--- Text under study ---

Tunisia’s ousted autocrat Zine El Abidine Ben Ali died in exile in Saudi Arabia on Thursday, days after a free presidential election in his homeland. He was 83.
He had been in intensive care in a hospital for three months after battling prostate cancer for years.
“Ben Ali just died in Saudi Arabia,” family lawyer Mounir Ben Salha told Reuters news agency by phone.
Tunisia’s foreign minister confirmed his death.
Ben Ali fled Tunisia in January 2011 as his compatriots rose up against his oppressive rule in a revolution that inspired other Arab Spring uprisings abroad and led to a democratic transition at home.
On Sunday, Tunisians voted in an election that featured candidates from across the political spectrum, sending two political outsiders through to a second round vote – something unthinkable during Ben Ali’s own era of power.
However, while they have enjoyed a much smoother march to democracy than citizens of the other Arab states that also rose up in 2011, many Tunisians are economically worse off than they were under Ben Ali.
While almost all the candidates in Sunday’s election were vocal champions of the revolution, one of them, Abir Moussi, campaigned as a supporter of Ben Ali’s ousted government, receiving four percent of the vote.
“Tunisians themselves – if this most recent election on Sunday is any indication – have moved on from the Ben Ali regime,” Leo Siebert from the United States Institute of Peace told Al Jazeera.
“Tunisia has firmly moved into democracy and to multi-party politics, and the death of Ben Ali spells kind of an important end for autocracy in Tunisia.”
Corrupt and brutal
Little information has emerged on his life in exile in Saudi Arabia. Photos posted on Instagram in 2013 showed the former strongman smiling in striped pyjamas.
A former security chief, Ben Ali had run Tunisia for 23 years, taking power when – as prime minister in 1987 – he declared president-for-life Habib Bourguiba medically unfit to rule.
In office, he sought to stifle any form of political dissent while opening up the economy, a policy that led to rapid growth but also fuelled grotesque inequality and accusations of brazen corruption, not least among his own relatives.
During that era, his photograph was displayed in every shop, school and government office from the beach resorts of the Mediterranean coast to the impoverished villages and mining towns of Tunisia’s hilly interior.
On the few occasions his rule was put to the vote, he faced only nominal opposition and won re-election by more than 99 percent.
In 2011, a Tunisian court sentenced Ben Ali in absentia to 35 years in prison on charges ranging from corruption to torture, and in 2012 a military court sentenced him to another 20 years for inciting “murder and looting”.
Ben Ali brooked no dissent or challenges to his authority during his 23-year rule.
The sudden end came for Ben Ali when a desperate vegetable seller in the humble town of Sidi Bouzid set himself alight in December 2010 after police confiscated his cart.
Mohammed Bouazizi’s funeral was attended by tens of thousands of furious people, sparking weeks of ever bigger protests in which scores of people were killed.
By mid January 2011, Ben Ali had had enough and boarded a plane for Saudi Arabia, seeking refuge in a state that prized stability and which later worked to counter uprisings in Bahrain and Egypt.
His rapid departure sparked a string of similar uprisings across the Middle East and North Africa, toppling Egyptian and Libyan strongmen Hosni Mubarak and Moamer Kadhafi.
The turmoil triggered what was to become Syria’s devastating eight-year war.

---

Exercise instructions
List every person named in the article on Ben Ali's death.

--- Provided records ---

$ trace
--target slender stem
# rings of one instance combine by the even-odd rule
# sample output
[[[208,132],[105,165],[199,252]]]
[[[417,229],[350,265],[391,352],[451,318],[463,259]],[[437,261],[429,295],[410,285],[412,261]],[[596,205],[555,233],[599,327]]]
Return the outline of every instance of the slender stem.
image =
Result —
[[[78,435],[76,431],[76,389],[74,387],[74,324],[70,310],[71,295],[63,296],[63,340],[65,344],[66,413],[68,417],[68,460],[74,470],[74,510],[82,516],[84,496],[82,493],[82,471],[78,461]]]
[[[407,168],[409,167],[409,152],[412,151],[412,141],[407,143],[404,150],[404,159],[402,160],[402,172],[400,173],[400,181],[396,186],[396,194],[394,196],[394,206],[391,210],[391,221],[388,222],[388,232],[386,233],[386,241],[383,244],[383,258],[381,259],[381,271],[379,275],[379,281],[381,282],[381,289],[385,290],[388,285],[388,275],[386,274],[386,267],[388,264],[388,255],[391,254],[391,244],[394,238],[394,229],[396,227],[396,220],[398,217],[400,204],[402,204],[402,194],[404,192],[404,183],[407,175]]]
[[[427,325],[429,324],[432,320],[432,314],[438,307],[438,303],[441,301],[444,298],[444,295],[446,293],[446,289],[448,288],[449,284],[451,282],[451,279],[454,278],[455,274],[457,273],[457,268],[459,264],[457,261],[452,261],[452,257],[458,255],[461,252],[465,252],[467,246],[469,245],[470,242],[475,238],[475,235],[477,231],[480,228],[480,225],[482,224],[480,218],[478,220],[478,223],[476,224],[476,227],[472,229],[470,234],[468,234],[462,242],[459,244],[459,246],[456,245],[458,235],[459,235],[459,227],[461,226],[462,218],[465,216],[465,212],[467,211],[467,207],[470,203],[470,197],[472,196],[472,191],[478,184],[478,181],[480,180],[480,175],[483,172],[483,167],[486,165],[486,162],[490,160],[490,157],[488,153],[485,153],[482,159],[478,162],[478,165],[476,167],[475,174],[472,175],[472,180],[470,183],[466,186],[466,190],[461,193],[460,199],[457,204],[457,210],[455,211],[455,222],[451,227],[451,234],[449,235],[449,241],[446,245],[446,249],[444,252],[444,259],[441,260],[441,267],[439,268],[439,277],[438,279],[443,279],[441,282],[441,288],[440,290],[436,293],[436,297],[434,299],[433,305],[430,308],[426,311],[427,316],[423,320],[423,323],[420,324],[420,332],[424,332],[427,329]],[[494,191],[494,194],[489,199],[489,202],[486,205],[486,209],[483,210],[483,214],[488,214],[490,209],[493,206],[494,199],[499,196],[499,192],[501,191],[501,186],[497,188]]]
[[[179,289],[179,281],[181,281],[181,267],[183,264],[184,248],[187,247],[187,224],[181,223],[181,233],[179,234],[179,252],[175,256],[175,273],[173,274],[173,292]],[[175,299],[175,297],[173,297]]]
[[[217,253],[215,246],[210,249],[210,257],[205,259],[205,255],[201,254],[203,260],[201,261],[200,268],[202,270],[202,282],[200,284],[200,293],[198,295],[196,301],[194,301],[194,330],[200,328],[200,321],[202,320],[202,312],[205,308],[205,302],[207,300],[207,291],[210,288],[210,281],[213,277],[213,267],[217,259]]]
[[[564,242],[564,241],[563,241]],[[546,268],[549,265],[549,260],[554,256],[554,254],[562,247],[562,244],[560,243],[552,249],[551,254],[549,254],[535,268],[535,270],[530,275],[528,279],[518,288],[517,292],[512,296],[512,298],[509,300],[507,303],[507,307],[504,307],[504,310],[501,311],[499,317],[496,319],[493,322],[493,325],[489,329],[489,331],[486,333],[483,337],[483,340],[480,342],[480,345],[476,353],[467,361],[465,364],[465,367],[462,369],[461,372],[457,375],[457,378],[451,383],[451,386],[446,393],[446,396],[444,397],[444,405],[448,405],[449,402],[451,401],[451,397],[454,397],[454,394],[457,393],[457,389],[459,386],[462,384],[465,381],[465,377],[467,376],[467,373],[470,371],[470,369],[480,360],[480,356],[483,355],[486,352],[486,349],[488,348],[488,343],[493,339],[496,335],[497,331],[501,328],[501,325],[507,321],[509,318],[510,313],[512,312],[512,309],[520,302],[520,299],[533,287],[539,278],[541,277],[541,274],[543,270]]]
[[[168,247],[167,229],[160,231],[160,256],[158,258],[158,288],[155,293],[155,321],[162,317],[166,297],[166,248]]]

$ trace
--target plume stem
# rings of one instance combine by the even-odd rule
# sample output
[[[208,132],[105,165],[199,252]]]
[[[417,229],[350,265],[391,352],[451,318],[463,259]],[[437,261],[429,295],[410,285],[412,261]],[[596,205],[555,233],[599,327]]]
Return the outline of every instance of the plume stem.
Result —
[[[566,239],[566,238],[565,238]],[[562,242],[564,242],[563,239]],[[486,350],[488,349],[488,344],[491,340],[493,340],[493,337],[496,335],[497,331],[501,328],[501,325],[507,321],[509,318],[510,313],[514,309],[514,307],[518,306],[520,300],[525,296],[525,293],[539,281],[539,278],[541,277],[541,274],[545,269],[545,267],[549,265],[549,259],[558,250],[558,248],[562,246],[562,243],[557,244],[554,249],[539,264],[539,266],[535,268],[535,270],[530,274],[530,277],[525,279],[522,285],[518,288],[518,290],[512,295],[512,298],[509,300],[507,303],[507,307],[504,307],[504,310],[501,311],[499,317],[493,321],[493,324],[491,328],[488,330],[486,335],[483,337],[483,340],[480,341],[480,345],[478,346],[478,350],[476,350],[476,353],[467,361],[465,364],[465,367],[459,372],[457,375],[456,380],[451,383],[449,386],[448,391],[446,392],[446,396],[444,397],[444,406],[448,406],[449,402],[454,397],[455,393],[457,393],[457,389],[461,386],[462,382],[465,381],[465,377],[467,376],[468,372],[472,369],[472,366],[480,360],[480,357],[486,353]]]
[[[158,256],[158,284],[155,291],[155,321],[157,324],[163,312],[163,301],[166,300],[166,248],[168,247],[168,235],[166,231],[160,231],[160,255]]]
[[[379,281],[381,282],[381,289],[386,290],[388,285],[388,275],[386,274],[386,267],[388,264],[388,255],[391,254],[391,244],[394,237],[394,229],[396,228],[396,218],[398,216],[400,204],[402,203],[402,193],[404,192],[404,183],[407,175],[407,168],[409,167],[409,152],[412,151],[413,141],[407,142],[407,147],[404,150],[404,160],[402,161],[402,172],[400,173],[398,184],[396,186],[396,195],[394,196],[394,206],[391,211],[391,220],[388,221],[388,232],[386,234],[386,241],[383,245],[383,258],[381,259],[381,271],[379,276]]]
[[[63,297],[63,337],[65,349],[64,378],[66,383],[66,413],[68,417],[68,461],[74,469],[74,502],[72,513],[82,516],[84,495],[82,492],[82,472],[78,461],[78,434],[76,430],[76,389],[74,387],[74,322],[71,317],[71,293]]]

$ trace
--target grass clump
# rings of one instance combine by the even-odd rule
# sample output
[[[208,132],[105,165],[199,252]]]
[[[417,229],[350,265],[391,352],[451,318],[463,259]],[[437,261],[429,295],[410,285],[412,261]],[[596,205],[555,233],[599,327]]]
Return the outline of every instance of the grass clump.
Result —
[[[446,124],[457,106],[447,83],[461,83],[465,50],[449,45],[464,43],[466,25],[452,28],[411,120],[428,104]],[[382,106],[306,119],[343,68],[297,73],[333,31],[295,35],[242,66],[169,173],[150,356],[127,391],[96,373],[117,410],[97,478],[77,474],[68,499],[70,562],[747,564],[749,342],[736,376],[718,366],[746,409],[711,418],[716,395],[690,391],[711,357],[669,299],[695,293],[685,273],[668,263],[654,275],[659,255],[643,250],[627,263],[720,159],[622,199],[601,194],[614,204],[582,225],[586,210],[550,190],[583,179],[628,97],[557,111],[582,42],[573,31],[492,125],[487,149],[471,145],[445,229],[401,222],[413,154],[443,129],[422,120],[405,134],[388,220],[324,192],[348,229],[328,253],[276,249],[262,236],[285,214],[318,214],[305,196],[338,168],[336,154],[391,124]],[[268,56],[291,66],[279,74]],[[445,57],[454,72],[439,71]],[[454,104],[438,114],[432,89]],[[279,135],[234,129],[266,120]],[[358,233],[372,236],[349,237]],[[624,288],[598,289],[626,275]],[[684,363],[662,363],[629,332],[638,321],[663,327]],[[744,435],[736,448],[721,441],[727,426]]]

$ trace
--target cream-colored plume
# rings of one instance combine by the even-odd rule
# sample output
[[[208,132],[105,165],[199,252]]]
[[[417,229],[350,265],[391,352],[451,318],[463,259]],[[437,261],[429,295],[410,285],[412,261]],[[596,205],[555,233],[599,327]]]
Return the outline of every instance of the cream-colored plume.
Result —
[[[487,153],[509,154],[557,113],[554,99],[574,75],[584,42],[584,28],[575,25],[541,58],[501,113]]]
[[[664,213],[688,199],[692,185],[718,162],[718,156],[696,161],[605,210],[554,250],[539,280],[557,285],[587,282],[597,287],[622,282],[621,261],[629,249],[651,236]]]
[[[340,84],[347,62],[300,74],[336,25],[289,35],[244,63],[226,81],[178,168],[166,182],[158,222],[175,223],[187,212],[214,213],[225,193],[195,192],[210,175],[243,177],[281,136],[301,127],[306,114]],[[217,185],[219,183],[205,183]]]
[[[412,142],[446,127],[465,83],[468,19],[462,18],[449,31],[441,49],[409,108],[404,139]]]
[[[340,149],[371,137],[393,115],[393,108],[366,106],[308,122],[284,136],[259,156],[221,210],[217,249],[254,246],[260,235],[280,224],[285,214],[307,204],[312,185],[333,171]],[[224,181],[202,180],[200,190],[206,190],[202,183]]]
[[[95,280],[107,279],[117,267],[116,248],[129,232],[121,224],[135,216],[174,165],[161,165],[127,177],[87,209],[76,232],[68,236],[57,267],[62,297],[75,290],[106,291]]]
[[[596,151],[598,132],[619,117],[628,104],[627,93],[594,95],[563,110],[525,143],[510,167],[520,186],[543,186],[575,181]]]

---

Answer box
Zine El Abidine Ben Ali, Mounir Ben Salha, Abir Moussi, Leo Siebert, Habib Bourguiba, Mohammed Bouazizi, Hosni Mubarak, Moamer Kadhafi